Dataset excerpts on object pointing
╭──
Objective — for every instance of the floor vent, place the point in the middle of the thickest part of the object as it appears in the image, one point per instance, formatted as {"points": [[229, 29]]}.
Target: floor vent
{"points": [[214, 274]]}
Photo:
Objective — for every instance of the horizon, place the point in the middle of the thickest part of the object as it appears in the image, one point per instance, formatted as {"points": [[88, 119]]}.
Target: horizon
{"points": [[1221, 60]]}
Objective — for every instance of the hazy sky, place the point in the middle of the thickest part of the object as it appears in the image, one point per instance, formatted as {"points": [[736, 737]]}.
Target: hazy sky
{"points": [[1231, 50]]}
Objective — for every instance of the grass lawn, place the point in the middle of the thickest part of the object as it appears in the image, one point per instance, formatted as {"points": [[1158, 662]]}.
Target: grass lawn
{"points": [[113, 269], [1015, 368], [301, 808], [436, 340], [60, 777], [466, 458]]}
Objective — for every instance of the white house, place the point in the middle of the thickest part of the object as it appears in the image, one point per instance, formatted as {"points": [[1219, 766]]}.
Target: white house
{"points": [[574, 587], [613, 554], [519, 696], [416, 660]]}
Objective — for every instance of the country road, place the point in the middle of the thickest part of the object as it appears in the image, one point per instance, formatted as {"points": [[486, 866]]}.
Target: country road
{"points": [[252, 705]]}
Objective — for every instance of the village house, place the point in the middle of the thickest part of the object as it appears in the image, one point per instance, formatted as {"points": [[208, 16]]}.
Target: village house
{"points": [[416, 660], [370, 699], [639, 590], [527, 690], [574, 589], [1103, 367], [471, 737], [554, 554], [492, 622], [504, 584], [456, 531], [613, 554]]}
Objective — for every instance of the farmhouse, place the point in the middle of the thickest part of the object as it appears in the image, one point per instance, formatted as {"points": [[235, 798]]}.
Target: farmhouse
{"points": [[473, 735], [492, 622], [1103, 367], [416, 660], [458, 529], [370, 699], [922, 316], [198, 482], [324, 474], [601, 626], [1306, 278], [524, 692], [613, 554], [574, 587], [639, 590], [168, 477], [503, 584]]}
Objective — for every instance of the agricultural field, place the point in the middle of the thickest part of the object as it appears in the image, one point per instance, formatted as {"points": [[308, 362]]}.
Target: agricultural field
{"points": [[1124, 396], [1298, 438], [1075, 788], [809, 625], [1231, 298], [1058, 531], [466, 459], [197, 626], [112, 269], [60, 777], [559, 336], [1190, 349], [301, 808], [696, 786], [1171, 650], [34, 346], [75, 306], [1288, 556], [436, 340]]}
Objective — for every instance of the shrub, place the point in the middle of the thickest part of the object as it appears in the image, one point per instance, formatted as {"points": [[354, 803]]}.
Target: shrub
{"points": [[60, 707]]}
╰──
**Problem**
Recast the records as a Markdown table with the columns Row and Line. Start with the line that contains "Objective — for every instance of the shrub, place", continue through the end of the records, and skip any blank lines.

**Task result**
| Row | Line |
|---|---|
| 1 | Objective — for every instance of the shrub, place the point in the middle of the thickest part of the object as it appears in the image, one point per instance, formatted as {"points": [[354, 803]]}. |
| 2 | Target: shrub |
| 3 | {"points": [[60, 707]]} |